Your task
Can you update the records below by putting "tail feather" wherever "wing feather" appears, with everything else left unchanged? Leave the pictures out of your answer.

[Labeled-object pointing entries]
/---
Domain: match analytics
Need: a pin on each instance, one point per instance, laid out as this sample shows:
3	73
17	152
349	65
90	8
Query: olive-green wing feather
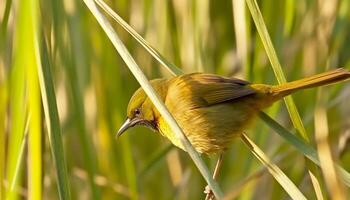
202	90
\---
Answer to the problem
Domain: match analytics
Need: a pin on each instance, one point per instance, laid out as this sample shows:
3	73
17	152
349	65
90	8
Query: olive-green tail feather
202	90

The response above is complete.